= EXTRAIT PRÉSENTÉ =
■ ■ ■

Cette année, le débat a porté essentiellement sur l’élaboration des rapports. Une pléthore d’enquêtes, de communiqués de presse, d’évènements et de tweets a envahi l’univers de Solvabilité II, comme les abeilles au début du printemps. En réalité, rien de bien nouveau sous le soleil. La plupart des problèmes liés à l’élaboration des rapports d’actifs ont été identifiés et formulés de façon assez détaillée il y a deux ou trois ans, et ce à l’époque des premières consultations de l’EIOPA sur les Modèles de Rapports Quantitatifs (QRT).
De nombreuses entreprises affirment être bien avancées dans la préparation du Pilier I et ne devraient pas tarder à être prêtes pour le Pilier II. Il est cependant difficile – excepté pour les Pays-Bas et certains marchés nordiques – d’établir avec exactitude le nombre d’ORSA qui ont été réalisés ou le nombre de rapports ORSA examinés par les régulateurs. Le Pilier III, le « pilier oublié » comme je l’ai surnommé, connaît actuellement son heure de gloire. Conformément aux prévisions, les entreprises (et encore une fois les régulateurs) seront prêtes à la date d’entrée en vigueur, le 1er janvier 2016.
Mais comme dirait Colombo, il « reste une dernière petite chose » à régler. Cette confiance repose en grande partie sur des hypothèses et des estimations concernant la quantité de travail à fournir pour obtenir les données sur les actifs, conformément au Pilier III. Celles-ci pourraient s’avérer très (très) éloignées de la réalité.
Les entreprises ont mené quelques expériences sur le SCR (capital de solvabilité requis), les modèles de calculs internes, l’ORSA et les variations des rapports ORSA (y compris dans certains cas les rapports quantitatifs publics et privés). Ceux-ci sont basés en partie sur les données réelles, mais le plus souvent sur des estimations et approximations. L’hypothèse repose principalement sur l’idée que les données « réelles » pourront être facilement remplacées « le moment venu ». Ce qui pose un problème – un très (très) gros problème.
Je navigue dans l’univers de Solvabilité II depuis plus de trois ans. Depuis 2011, Solvency II Wire publie des rapports sur la transparence et ses difficultés en donnant beaucoup de détails, mais à ce jour je n’ai toujours pas rencontré d’assureur, ou de personne connaissant un assureur ayant réalisé l’intégralité de son exercice d’élaboration de rapport (y compris la transparence) et ayant été en mesure de le reproduire selon la fréquence et les délais requis sous Solvabilité II.

■ ■ ■

= CONSIGNES =
#1 Relevez tous les sigles en lettres capitales qui figurent dans l'extrait sur Solvabilité II.
#2 Poursuivez l'extrait sur Solvabilité II à partir de sa dernière phrase.

(Données d'annotation de contours)

■ ■ ■

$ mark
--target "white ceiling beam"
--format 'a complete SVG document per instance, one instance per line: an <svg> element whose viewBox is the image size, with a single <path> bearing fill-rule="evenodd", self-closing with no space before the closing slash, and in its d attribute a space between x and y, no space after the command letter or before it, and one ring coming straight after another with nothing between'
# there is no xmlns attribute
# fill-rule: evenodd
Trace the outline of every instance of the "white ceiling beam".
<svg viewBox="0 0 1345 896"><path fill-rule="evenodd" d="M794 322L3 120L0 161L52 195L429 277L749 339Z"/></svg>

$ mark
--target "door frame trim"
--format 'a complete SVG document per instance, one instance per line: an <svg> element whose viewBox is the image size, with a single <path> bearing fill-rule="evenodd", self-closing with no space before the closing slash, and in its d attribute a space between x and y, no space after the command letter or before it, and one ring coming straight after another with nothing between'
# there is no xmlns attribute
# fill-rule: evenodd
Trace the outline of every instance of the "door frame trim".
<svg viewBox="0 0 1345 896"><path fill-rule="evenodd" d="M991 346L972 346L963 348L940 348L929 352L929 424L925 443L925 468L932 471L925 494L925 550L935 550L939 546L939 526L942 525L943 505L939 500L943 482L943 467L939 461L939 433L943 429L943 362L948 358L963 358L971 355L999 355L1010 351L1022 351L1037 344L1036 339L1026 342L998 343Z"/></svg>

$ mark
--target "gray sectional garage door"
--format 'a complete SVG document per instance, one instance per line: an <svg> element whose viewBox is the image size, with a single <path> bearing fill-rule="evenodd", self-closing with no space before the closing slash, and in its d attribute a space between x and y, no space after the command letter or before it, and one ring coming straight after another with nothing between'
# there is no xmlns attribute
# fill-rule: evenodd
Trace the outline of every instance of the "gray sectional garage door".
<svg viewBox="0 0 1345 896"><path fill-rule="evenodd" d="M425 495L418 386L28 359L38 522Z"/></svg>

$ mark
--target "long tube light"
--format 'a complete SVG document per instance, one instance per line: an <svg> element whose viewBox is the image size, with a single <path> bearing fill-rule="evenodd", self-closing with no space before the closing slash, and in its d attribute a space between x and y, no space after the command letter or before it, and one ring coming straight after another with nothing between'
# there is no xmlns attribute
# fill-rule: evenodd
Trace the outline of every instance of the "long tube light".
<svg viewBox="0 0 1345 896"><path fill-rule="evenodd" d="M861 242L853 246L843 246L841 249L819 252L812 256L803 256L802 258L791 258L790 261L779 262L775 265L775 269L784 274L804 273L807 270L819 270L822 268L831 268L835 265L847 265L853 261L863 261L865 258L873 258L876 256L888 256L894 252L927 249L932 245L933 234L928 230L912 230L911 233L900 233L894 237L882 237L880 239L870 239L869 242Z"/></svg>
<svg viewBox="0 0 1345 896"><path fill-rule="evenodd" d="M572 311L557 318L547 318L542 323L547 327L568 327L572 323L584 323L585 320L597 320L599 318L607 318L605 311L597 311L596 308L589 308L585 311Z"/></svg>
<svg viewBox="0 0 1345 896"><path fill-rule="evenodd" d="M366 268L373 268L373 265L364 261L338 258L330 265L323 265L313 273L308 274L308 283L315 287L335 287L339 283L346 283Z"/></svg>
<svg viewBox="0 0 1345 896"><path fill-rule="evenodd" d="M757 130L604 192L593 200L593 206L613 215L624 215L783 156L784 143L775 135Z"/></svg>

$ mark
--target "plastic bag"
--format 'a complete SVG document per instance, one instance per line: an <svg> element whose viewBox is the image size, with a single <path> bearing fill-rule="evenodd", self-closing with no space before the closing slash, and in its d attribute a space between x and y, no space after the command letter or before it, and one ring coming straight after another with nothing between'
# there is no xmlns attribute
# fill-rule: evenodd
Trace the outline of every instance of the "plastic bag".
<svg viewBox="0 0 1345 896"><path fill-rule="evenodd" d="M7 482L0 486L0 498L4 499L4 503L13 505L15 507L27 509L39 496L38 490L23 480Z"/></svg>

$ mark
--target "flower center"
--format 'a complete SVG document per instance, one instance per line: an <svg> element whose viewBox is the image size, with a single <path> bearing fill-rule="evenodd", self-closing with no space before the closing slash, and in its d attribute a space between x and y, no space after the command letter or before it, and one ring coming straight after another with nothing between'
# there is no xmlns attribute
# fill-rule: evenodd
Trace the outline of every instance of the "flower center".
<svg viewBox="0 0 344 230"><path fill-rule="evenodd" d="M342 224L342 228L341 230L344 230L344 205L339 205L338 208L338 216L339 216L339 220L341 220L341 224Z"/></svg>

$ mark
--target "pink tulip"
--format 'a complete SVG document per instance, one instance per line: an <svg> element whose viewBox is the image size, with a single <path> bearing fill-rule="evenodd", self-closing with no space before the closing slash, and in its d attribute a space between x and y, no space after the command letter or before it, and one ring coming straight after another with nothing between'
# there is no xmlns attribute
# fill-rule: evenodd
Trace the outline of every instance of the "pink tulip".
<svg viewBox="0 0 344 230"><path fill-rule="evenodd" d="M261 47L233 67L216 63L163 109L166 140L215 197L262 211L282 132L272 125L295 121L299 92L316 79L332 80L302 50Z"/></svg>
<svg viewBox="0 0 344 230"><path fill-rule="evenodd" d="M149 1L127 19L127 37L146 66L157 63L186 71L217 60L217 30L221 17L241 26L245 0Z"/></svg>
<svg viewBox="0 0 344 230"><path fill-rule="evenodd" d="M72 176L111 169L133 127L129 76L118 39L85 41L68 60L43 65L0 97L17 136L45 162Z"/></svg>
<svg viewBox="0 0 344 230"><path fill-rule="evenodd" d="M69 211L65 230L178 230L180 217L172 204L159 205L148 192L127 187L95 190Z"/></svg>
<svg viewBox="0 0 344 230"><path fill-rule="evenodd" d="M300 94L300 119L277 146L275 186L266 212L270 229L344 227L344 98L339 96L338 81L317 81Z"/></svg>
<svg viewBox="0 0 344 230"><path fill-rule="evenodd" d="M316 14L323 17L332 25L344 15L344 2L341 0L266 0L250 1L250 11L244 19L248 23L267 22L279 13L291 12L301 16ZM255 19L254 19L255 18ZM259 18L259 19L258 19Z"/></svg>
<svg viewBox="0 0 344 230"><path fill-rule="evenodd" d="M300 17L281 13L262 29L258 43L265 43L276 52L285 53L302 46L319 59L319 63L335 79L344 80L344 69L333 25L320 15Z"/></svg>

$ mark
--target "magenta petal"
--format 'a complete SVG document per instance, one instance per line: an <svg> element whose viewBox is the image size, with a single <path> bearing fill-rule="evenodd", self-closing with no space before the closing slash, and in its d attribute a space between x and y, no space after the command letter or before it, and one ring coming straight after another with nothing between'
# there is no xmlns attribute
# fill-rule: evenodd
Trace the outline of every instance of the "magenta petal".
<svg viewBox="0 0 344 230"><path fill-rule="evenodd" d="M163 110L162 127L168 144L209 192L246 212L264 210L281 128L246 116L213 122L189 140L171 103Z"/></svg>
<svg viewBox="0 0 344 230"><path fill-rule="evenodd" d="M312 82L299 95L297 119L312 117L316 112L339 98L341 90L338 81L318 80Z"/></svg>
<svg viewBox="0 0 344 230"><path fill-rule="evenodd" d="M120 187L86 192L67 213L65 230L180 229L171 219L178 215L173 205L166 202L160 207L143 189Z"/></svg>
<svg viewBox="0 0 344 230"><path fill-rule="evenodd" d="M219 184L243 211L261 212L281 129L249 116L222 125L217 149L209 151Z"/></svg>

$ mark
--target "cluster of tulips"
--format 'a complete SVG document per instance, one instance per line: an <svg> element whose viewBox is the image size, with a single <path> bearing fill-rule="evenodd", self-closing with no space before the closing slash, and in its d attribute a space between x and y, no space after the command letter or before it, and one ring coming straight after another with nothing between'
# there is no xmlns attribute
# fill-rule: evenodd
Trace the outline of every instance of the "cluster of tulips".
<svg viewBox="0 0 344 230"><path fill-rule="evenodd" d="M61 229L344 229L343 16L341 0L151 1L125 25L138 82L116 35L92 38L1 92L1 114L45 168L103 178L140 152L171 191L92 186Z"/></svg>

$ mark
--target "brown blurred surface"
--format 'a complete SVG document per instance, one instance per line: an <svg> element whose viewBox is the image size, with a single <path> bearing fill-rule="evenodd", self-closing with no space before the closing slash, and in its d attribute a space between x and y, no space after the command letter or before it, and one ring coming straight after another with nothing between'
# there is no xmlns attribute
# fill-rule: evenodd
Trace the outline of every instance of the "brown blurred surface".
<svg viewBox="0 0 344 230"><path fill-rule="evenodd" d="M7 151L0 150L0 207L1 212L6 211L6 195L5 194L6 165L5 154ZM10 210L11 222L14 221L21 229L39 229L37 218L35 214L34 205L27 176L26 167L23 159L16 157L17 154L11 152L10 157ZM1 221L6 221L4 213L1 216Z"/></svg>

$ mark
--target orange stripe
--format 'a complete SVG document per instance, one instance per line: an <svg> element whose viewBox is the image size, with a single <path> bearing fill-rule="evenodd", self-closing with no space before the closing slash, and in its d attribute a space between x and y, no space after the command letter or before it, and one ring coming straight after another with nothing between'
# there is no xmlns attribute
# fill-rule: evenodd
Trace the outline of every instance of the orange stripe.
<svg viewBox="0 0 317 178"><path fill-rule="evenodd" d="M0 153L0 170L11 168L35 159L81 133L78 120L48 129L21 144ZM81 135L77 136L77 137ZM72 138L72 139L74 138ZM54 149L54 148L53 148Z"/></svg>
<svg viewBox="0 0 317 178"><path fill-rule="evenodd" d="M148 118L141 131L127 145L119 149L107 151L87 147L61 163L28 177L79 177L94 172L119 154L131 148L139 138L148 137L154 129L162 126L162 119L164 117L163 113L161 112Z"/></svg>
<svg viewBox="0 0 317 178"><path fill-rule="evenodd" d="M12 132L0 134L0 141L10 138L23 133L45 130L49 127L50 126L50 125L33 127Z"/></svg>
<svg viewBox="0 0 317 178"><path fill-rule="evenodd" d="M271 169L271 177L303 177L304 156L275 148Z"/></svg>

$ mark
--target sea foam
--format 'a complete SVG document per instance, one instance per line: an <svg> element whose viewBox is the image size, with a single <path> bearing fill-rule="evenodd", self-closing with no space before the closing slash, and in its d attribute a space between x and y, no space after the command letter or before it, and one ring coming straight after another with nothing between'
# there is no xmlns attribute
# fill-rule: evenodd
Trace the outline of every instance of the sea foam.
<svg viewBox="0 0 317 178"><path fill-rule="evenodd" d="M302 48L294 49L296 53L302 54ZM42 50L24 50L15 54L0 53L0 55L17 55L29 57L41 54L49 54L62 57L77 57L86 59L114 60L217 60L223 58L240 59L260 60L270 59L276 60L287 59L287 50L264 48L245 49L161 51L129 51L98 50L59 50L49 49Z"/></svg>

■ ■ ■

= RÉSULTATS PAR CONSIGNE =
#1 EIOPA, QRT, ORSA, SCR

#2
Dans les diverses associations, je me suis entretenu avec de nombreuses personnes sur la question de la gestion des actifs et des assurances relativement au Pilier III. Aucune d’entre elles n’a pu me citer un seul nom d’assureur qui, à leur connaissance, ait pu réaliser son exercice de reporting et sa transparence selon les exigences de Solvabilité II. Pas même au Danemark ni au Royaume-Uni. Une personne a même éclaté rire lorsque j’ai posé cette question… plus par désespoir qu’autre chose.
Le problème, c’est que l’obtention de ‘données réelles’ s’avère beaucoup plus difficile que prévu. Tous ceux qui ont œuvré activement pour fournir des solutions transparentes découvrent actuellement l’ampleur de la tâche – sans doute supérieure à ce qu’avaient prévu et annoncé ses pires détracteurs (quelles qu’aient été leurs motivations).
Ce qui mène à un tel degré de perplexité (ou de panique ?), c’est le fait que Solvabilité II nécessite une cohérence des données sur les trois piliers. Autrement dit, les données utilisées dans le Pilier III doivent être identiques à celles qui sont utilisées pour les calculs de capitaux et l’ORSA. Or, il ne devrait y avoir qu’« une seule vérité » en ce qui concerne les chiffres.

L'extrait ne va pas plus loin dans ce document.